** DATA LINES **
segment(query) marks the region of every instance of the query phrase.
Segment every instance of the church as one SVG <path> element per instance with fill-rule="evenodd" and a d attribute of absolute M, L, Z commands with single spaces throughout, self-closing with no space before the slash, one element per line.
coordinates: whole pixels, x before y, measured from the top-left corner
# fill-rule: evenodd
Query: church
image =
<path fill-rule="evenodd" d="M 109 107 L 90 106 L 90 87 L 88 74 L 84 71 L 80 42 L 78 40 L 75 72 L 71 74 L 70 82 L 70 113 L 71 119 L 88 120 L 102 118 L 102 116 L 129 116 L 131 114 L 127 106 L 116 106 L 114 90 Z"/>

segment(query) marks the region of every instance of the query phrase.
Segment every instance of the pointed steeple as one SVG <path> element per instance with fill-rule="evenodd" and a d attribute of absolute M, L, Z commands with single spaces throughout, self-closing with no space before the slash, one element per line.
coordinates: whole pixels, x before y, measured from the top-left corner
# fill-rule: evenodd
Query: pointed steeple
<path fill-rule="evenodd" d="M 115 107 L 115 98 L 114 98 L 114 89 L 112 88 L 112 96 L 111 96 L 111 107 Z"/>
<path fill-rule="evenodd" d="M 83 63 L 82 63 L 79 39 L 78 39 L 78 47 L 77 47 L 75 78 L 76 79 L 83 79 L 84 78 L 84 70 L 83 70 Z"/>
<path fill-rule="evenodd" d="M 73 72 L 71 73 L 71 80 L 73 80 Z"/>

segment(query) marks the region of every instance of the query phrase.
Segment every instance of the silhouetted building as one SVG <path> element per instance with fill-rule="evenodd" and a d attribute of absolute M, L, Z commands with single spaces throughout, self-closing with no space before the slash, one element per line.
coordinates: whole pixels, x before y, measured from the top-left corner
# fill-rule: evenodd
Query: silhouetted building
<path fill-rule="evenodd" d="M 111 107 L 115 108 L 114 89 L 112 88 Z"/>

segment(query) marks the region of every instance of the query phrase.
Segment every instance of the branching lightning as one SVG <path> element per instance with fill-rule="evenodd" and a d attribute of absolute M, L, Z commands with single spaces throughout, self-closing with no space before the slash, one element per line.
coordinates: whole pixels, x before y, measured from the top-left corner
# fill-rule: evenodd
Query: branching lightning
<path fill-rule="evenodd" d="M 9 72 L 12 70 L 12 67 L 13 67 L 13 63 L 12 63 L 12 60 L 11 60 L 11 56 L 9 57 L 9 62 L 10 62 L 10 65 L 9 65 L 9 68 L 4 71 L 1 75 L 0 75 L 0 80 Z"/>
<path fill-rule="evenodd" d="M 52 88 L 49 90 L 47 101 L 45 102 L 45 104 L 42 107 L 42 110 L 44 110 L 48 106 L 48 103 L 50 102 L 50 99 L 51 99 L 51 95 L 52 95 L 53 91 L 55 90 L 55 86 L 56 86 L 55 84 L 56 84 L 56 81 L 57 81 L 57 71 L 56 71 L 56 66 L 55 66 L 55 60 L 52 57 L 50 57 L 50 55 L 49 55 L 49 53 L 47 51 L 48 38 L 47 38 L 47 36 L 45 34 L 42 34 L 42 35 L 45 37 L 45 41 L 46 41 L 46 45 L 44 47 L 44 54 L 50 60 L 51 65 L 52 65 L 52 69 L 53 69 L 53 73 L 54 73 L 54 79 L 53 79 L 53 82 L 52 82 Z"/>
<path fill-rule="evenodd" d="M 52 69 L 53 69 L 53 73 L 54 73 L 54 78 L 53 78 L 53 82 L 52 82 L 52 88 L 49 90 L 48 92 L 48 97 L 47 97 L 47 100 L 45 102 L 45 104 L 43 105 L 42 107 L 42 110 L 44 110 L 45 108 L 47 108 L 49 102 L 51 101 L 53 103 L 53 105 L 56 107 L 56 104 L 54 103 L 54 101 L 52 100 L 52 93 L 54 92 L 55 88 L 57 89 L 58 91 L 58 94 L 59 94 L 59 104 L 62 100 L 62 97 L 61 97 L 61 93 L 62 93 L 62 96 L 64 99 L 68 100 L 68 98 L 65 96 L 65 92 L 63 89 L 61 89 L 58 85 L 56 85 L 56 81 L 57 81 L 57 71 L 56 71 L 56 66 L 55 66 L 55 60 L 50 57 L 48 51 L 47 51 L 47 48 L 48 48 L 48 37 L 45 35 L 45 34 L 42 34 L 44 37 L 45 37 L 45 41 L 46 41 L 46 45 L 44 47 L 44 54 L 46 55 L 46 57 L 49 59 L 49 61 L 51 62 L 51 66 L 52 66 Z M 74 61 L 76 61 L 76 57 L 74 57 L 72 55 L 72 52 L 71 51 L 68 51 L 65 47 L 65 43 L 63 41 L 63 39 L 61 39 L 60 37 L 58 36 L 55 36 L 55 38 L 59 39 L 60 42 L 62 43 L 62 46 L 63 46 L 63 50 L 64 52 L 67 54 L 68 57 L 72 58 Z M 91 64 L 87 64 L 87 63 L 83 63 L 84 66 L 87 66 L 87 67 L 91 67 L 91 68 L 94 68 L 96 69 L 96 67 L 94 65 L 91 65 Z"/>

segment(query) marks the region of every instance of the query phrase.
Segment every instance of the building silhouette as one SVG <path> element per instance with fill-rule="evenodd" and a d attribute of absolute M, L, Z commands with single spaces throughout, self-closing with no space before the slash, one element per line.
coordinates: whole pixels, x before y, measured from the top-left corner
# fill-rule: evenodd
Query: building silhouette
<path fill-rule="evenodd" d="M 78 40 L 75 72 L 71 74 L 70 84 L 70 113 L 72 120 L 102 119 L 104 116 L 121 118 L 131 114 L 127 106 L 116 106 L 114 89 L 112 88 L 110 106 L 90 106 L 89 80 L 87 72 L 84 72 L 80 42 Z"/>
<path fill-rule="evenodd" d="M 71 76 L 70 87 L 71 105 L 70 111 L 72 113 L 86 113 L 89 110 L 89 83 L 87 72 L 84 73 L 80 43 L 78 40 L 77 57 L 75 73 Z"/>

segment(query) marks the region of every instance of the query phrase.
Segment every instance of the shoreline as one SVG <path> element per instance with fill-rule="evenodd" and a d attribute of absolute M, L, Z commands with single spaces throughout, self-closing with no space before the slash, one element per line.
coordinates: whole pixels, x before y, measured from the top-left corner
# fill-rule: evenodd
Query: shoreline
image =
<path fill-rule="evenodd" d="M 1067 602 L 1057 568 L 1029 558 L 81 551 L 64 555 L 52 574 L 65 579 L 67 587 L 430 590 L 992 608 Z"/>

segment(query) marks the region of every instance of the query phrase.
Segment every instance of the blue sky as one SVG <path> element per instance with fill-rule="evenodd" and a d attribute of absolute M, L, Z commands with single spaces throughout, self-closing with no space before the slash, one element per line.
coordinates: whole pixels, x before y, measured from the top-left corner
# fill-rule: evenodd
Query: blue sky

** EXERCISE TASK **
Convert the items, starting at the beginning and ending at the line containing "111 107 L 115", into a two-column CSV with the columns instruction and response, one row per item. Give each item's full text and its answer as separate quoted fields, with every line break replaced by a space.

** THE OUTPUT **
instruction,response
"segment(query) marks the region of every instance of the query phrase. Segment every instance of the church as one SVG <path> element per instance with fill-rule=""evenodd"" and a d attribute of absolute M, L, Z commands with single spaces throughout, self-closing with no space before the slash, one element per line. coordinates: whole pixels, x before y, measured from the top-left corner # fill-rule: evenodd Query: church image =","<path fill-rule=""evenodd"" d=""M 109 107 L 90 106 L 90 87 L 88 74 L 84 71 L 80 42 L 78 40 L 75 72 L 71 74 L 70 82 L 70 113 L 71 119 L 88 120 L 102 118 L 102 116 L 129 116 L 131 114 L 127 106 L 116 106 L 114 90 Z""/>"
"segment(query) marks the region of every instance of the query phrase. Segment every instance of the pointed steeple as one SVG <path> element per instance with fill-rule=""evenodd"" and a d attribute of absolute M, L, Z commands with single spaces throughout, self-closing with no space before the slash, one element per line. coordinates: whole pixels, x before y, measured from the top-left corner # fill-rule: evenodd Query: pointed steeple","<path fill-rule=""evenodd"" d=""M 115 107 L 115 98 L 114 98 L 114 89 L 112 88 L 112 96 L 111 96 L 111 107 Z""/> <path fill-rule=""evenodd"" d=""M 83 63 L 82 63 L 79 39 L 78 39 L 78 47 L 77 47 L 75 78 L 76 79 L 83 79 L 84 78 L 84 70 L 83 70 Z""/> <path fill-rule=""evenodd"" d=""M 73 72 L 71 73 L 71 80 L 73 80 Z""/>"
"segment(query) marks the region of every instance of the query phrase. Segment every instance of the silhouetted building as one SVG <path> element per instance with fill-rule=""evenodd"" and a d attribute of absolute M, L, Z commands with single spaces throughout, self-closing with no space before the slash, one element per line. coordinates: whole pixels, x before y, measured from the top-left corner # fill-rule: evenodd Query: silhouetted building","<path fill-rule=""evenodd"" d=""M 111 107 L 115 108 L 114 89 L 112 88 Z""/>"